PASSAGE TO READ.
..............................

LEADING PRINCIPLE: Market Participants are expected to promote and maintain a robust control and compliance environment to effectively identify, manage, and report on the risks associated with their engagement in the FX Market. The principles below relate to systems and processes surrounding the confirmation and settlement of FX trades. These principles should be applied in a manner consistent with the size and complexity of the Market Participant's FX business, and the nature of their engagement in the FX market.

I. Overarching Principles

PRINCIPLE 39: Market Participants should establish consistency between their operating practices, their documentation, and their policies for managing credit and legal risk. Operating practices (including processes for confirming and settling trades) should be consistent with legal and other documentation. Similarly, the use of mitigants for credit risk should be consistent with this documentation and with the Market Participant's credit risk policies. PRINCIPLE 40: Market Participants should institute a robust framework for monitoring and managing capacity in both normal and peak conditions. At a minimum, Market Participants should have sufficient technical and operational capability to support end-to-end FX processing in both normal and peak market conditions without undue impact on the processing timeline.

..............................

WHAT THIS EXERCISE ASKS.
#1 Reproduce verbatim the stretch of the FX principles passage from "LEADING PRINCIPLE: Market" through "of their engagement in the FX market.".
#2 According to the FX principles passage, under what two kinds of conditions does Principle 40 say Market Participants should monitor and manage capacity?
#3 Continue the passage on FX confirmation and settlement principles from the point at which it ends.

..............................

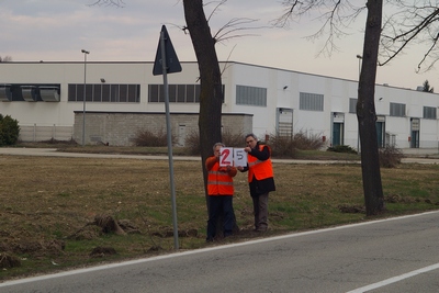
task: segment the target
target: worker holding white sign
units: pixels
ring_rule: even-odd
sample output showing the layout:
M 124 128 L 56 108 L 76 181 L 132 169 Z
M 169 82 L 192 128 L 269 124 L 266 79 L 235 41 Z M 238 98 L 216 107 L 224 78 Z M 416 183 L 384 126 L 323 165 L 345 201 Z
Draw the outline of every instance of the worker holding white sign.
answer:
M 244 148 L 222 147 L 219 156 L 219 166 L 247 166 L 247 153 Z

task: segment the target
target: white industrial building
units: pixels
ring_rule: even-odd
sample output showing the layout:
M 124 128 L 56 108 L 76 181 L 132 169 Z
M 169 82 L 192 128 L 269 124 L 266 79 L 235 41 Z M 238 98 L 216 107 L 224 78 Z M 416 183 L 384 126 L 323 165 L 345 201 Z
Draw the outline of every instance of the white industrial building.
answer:
M 188 131 L 198 127 L 200 81 L 196 63 L 181 66 L 181 72 L 168 75 L 168 83 L 172 132 L 183 145 Z M 81 143 L 83 134 L 86 144 L 128 145 L 137 129 L 166 128 L 162 76 L 153 76 L 153 67 L 147 61 L 0 63 L 0 113 L 19 121 L 22 140 Z M 356 80 L 241 63 L 221 63 L 221 69 L 224 128 L 262 139 L 303 132 L 320 135 L 328 146 L 359 146 Z M 376 84 L 380 145 L 438 147 L 438 98 Z

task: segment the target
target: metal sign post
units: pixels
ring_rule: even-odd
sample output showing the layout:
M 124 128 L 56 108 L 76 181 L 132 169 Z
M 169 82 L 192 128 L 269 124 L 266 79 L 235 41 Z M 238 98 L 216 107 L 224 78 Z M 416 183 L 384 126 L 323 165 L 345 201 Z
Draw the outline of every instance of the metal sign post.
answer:
M 168 54 L 167 54 L 168 53 Z M 170 67 L 168 68 L 168 61 Z M 160 67 L 161 64 L 161 67 Z M 173 159 L 172 159 L 172 136 L 171 123 L 169 114 L 169 89 L 167 74 L 181 71 L 180 63 L 173 49 L 171 40 L 168 35 L 166 26 L 161 26 L 160 41 L 157 48 L 156 61 L 154 63 L 153 75 L 164 75 L 164 92 L 165 92 L 165 110 L 166 110 L 166 132 L 168 138 L 168 160 L 169 160 L 169 181 L 171 188 L 172 202 L 172 225 L 173 225 L 173 247 L 179 249 L 178 226 L 177 226 L 177 203 L 176 187 L 173 182 Z

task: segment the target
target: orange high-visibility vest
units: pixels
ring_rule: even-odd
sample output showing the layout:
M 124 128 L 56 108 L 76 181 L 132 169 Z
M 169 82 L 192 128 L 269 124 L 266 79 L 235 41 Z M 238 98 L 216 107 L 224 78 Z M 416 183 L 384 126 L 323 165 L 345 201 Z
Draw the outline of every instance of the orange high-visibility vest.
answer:
M 263 145 L 259 145 L 259 150 L 262 151 Z M 268 149 L 271 149 L 267 146 Z M 247 155 L 248 161 L 248 182 L 251 182 L 254 176 L 257 180 L 262 180 L 267 178 L 273 177 L 273 167 L 271 165 L 271 159 L 267 160 L 259 160 L 257 157 L 251 156 L 250 154 Z
M 209 195 L 233 195 L 233 178 L 223 171 L 218 171 L 219 162 L 215 162 L 207 171 L 207 194 Z

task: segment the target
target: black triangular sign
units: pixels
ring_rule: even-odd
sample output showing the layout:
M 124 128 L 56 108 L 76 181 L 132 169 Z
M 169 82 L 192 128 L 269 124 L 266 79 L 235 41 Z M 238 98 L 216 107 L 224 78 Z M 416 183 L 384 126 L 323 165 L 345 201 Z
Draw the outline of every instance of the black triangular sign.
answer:
M 166 66 L 167 66 L 167 74 L 173 74 L 173 72 L 180 72 L 181 71 L 181 65 L 180 61 L 177 57 L 176 50 L 173 49 L 171 38 L 169 37 L 168 31 L 166 30 L 166 26 L 161 26 L 161 33 L 164 33 L 165 37 L 165 56 L 166 56 Z M 160 38 L 161 38 L 161 33 L 160 33 Z M 154 61 L 154 68 L 153 68 L 153 75 L 154 76 L 159 76 L 164 74 L 164 68 L 161 64 L 161 40 L 158 40 L 158 46 L 157 46 L 157 54 L 156 54 L 156 60 Z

..............................

ANSWERS IN ORDER.
#1
LEADING PRINCIPLE: Market Participants are expected to promote and maintain a robust control and compliance environment to effectively identify, manage, and report on the risks associated with their engagement in the FX Market. The principles below relate to systems and processes surrounding the confirmation and settlement of FX trades. These principles should be applied in a manner consistent with the size and complexity of the Market Participant's FX business, and the nature of their engagement in the FX market.

#2 Normal and peak conditions.

#3
30 7. CONFIRMATION AND SETTLEMENT Market Participants should have defined mechanisms in place to respond to extreme changes in demand, as required and on a timely basis. Furthermore, clearly defined and documented capacity and performance management processes should be in place and reviewed regularly, including with external vendors. PRINCIPLE 41: Market Participants are required to implement straight-through automatic transmission of trade data from their front office systems to their operations systems. Such transfer of trade data should be facilitated by means of secure interfaces where the transmitted trade data cannot be changed or deleted during transmission. When trade data cannot be transmitted automatically from the front office to the operations system, adequate controls should be in place so that trade data are captured completely and accurately in the operations system. PRINCIPLE 42: Market Participants should conduct any novations, amendments, and/or cancellations of transactions in a carefully controlled manner. Processes for novating, amending, or cancelling transactions should be clearly defined and should provide for the maintenance of appropriate segregation between operations and sales and trading personnel. Reporting on amendments and cancellations should be made available to management in these areas on a regular basis.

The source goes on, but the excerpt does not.